**What you should do**
Count the lines in the listing below that contain the word "flour". Give only that number.

Detection samples
■ ■ ■ ■

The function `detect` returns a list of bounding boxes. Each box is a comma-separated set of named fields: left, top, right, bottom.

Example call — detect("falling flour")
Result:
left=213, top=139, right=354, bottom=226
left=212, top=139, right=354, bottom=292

■ ■ ■ ■

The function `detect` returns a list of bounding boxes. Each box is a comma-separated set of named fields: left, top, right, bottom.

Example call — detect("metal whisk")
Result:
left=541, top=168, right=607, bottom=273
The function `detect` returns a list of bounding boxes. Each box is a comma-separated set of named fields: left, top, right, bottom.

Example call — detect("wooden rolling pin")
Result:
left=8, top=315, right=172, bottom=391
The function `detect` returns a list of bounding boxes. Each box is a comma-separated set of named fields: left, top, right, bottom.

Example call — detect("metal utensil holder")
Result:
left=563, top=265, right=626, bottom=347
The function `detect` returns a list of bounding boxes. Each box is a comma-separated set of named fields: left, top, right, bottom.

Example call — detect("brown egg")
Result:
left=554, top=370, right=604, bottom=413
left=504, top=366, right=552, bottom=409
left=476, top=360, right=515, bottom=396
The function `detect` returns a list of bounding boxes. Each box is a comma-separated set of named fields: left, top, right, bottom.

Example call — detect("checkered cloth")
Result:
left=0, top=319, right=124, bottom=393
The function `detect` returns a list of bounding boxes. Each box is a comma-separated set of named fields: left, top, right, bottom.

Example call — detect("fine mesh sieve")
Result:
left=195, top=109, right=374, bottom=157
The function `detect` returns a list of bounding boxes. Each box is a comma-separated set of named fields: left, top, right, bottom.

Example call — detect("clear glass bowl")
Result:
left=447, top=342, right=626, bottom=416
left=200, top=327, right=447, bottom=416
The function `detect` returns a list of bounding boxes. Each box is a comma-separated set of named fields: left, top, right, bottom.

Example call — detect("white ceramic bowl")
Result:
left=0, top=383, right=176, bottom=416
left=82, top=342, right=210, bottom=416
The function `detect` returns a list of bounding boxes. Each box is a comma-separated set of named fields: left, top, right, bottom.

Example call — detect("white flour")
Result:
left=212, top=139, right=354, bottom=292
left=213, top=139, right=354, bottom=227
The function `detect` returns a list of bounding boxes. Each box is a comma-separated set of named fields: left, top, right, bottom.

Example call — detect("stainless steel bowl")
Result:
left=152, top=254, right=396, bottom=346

■ ■ ■ ■

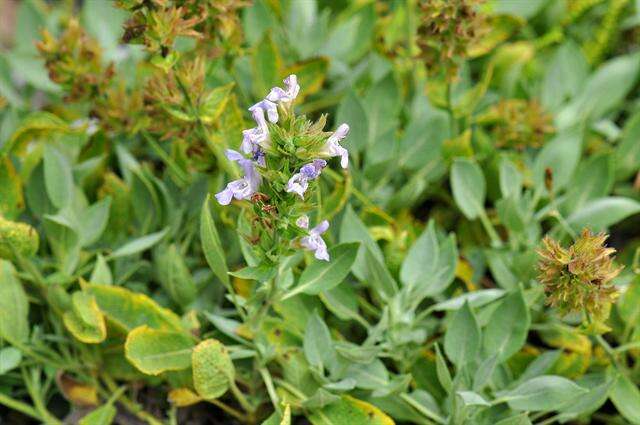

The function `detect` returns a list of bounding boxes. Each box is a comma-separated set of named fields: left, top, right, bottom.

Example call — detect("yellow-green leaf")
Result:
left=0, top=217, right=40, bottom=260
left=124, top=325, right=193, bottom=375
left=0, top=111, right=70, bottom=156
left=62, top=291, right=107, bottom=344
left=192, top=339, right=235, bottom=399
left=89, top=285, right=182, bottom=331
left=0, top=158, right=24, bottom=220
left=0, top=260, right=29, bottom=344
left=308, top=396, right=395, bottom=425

■ ■ ■ ■

**Answer**
2